#### [Work to be completed]
The answer must consist of the entries, copied exactly and in full.

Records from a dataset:
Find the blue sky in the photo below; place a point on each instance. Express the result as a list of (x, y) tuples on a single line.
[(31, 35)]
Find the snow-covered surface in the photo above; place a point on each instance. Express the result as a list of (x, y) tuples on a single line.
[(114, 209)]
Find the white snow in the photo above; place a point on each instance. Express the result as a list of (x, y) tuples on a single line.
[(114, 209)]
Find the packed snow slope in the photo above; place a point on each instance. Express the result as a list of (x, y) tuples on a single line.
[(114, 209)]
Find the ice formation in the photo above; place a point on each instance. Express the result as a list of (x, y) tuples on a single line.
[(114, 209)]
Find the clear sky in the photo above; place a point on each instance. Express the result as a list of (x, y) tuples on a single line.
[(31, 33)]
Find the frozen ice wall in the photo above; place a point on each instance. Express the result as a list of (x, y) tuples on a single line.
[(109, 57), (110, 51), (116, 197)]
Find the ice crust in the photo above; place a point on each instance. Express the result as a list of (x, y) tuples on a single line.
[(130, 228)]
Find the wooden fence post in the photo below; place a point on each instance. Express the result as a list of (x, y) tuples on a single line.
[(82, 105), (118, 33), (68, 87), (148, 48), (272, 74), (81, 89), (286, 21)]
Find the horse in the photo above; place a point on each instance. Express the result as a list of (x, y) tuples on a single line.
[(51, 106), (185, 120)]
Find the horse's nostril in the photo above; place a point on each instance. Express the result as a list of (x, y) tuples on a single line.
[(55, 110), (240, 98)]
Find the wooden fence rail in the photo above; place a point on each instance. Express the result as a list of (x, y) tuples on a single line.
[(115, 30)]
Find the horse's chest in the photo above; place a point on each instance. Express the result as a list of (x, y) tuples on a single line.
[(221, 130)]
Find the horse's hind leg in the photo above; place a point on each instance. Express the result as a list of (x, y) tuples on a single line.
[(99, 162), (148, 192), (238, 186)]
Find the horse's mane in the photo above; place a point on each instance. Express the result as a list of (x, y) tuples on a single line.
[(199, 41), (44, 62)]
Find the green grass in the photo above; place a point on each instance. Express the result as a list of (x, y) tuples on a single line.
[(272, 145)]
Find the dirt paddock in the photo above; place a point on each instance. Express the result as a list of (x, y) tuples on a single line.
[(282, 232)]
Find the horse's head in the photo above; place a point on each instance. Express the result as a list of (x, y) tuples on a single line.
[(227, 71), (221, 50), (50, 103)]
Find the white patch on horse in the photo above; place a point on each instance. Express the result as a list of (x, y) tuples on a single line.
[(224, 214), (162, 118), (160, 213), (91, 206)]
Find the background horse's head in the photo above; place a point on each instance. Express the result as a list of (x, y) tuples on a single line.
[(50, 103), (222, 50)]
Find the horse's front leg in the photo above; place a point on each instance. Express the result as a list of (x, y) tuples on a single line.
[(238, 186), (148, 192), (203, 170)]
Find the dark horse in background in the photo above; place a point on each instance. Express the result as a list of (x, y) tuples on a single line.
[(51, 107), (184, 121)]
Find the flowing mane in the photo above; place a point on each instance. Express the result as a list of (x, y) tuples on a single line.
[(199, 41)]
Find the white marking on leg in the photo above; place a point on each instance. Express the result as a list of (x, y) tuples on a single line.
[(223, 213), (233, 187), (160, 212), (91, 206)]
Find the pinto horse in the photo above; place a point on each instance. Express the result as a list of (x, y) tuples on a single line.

#### [Answer section]
Find the blue sky in the photo below; place a point on each instance. Express the result as a list of (x, y) tuples on a single line.
[(31, 35)]
Find the snow-covered surface in the photo above; place a point on each instance. Express the result as a list of (x, y) tuples on a single line.
[(114, 209)]
Find the white snow in the photo above; place a point on each instance. Express the result as a list of (x, y) tuples on a single line.
[(114, 209)]
Find the packed snow slope in the photo above; place a point on each instance. Express the result as a list of (x, y) tuples on a single line.
[(114, 209)]
Find the ice formation in the photo above; place a point on each instance. Express the result as a list of (x, y) tuples on a single line.
[(114, 209)]
Find the clear sky in the photo above; place a point on each instance. Express the result as a list of (x, y) tuples on a single line.
[(31, 33)]
Find the frozen ice wall in the photo above; place a point on each instance. Express the result as a list of (x, y) tuples on a single line.
[(109, 57), (110, 51), (116, 197)]
Find the ice crust in the photo above; place a point on each instance. Express the result as a list of (x, y) tuples on a single line.
[(130, 228)]
Find the wooden fence post in the photo below; place a point on each instance. Express the result as a list of (x, y) tuples on a single line.
[(82, 105), (118, 33), (68, 87), (148, 48), (272, 74), (81, 89), (286, 21)]
Find the horse in the photo above; place a point on each instance. Express the result as a list of (x, y) tuples on a single line.
[(51, 106), (185, 120)]
Find the horse's nostril in the photo above; place a point on each instance. Express the result as a list of (x, y) tuples on a single line.
[(55, 110), (240, 98)]
Find the wooden fence rail in the photo above; place a point on each instance. Express the result as a list of (x, y) tuples on a single line.
[(115, 30)]
Find the horse's chest in the photo above; place a point on each instance. Express the result as a list of (x, y) tuples on a single line.
[(221, 130)]
Find the horse's hind leg in the photo above; place a point on each instance. Express the result as a list of (x, y) tuples on a single line.
[(99, 162), (148, 192), (238, 186)]
Find the horse's mane in the photo above; place a point on each instance. Express the result as a list of (x, y) tuples on a single line.
[(199, 41), (44, 62)]
Find the green grass in the photo above; place a point on each instance. Express the result as a list of (x, y) tuples on a single line.
[(272, 145)]
Find the dirt paddock in the photo above; place a point on each instance. Express the result as a list of (x, y) tuples on a single line.
[(282, 232)]
Find the horse's head in the photo above; place a point on each instance. Express the result as a list of (x, y) tuples on a single line.
[(227, 71), (221, 50), (50, 103)]
Find the white patch on horse in the photo above; place a point on each instance. Express the result as a list of (x, y) tuples on a single line.
[(224, 214), (162, 118), (160, 213), (91, 206)]
Find the background horse's head in the photo above; place a point on each instance. Express the result as a list of (x, y) tuples on a single line.
[(50, 103), (222, 50)]
Find the horse's front leg in the photo above; place a point on each instance. Express the result as a list of (x, y) tuples on a single line.
[(238, 186), (148, 192), (203, 170)]
Find the dark horse in background in the photo above; place a point on each instance. Express the result as a list of (x, y) tuples on a single line.
[(51, 107), (184, 121)]
Find the flowing mane in the photo above; place a point on each instance. Express the result as a list of (x, y) tuples on a single line.
[(199, 41)]
Find the white marking on leg in the photo above; place a point on each instance. Express the result as a list of (x, y) tuples on a single line.
[(223, 213), (233, 187), (160, 212), (91, 206)]
Find the pinto horse in the photo above; place a point on each instance. Express the result as a list of (x, y) tuples on a single line.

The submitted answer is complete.